**Set problem:** Report only the number of lines in the rows below that contain the string "table". Case counts.
>> Begin Data provided
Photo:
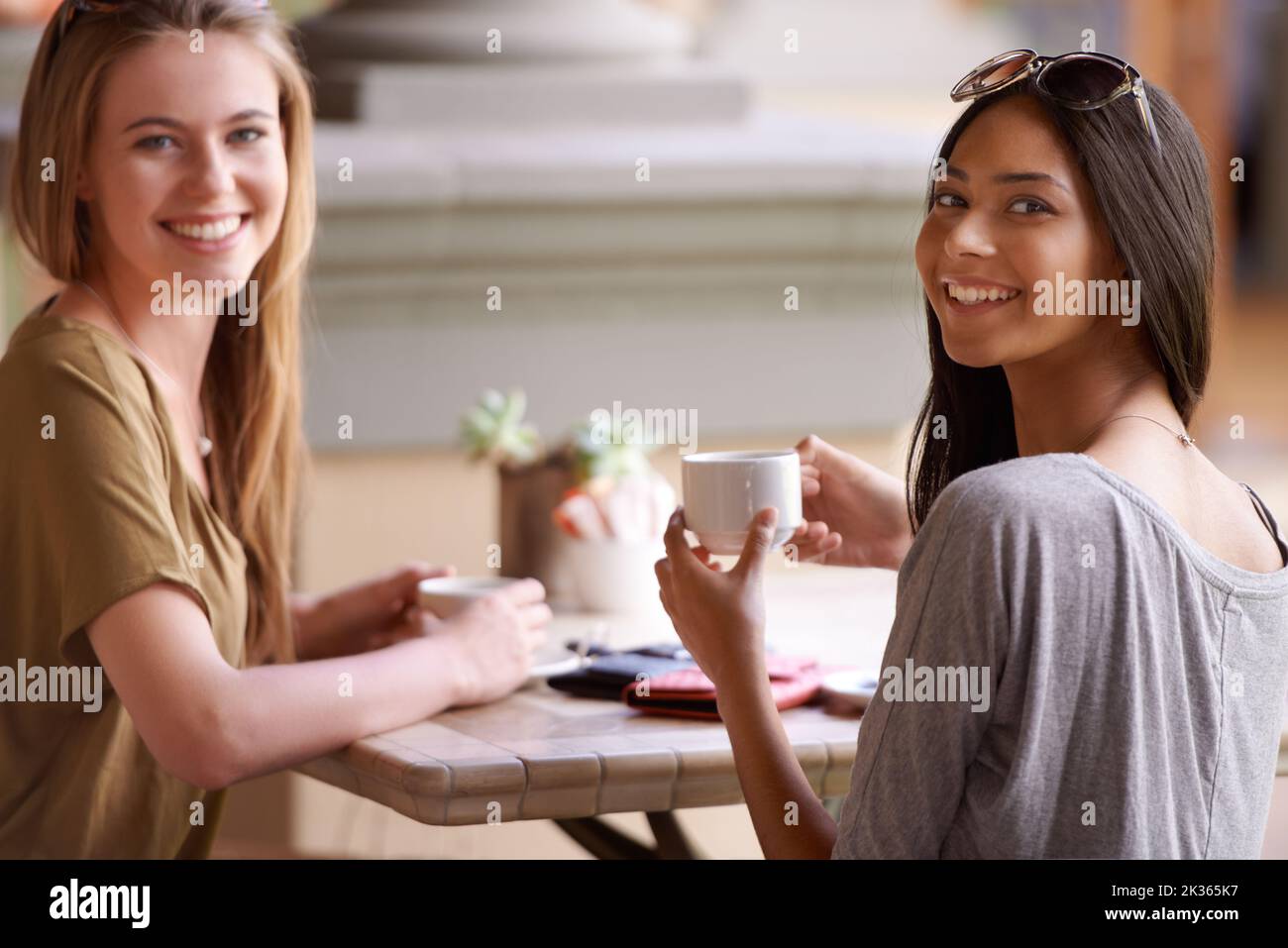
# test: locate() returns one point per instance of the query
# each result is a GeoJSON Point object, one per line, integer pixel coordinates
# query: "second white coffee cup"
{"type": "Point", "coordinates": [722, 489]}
>> End Data provided
>> Begin Data provided
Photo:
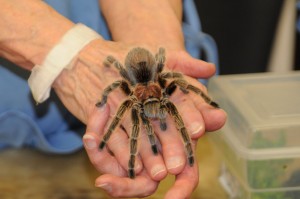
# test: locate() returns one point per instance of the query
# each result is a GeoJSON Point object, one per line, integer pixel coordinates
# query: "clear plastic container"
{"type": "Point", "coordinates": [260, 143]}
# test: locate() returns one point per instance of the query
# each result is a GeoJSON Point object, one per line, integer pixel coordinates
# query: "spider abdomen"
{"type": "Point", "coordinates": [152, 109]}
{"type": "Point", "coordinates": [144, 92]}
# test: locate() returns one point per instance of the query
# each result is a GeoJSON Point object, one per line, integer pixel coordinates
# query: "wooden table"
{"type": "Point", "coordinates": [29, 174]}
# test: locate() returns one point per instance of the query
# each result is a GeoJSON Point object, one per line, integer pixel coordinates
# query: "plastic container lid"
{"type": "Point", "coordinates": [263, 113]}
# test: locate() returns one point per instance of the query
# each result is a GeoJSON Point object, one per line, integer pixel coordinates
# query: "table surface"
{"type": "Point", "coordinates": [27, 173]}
>> End Data provided
**Output:** 2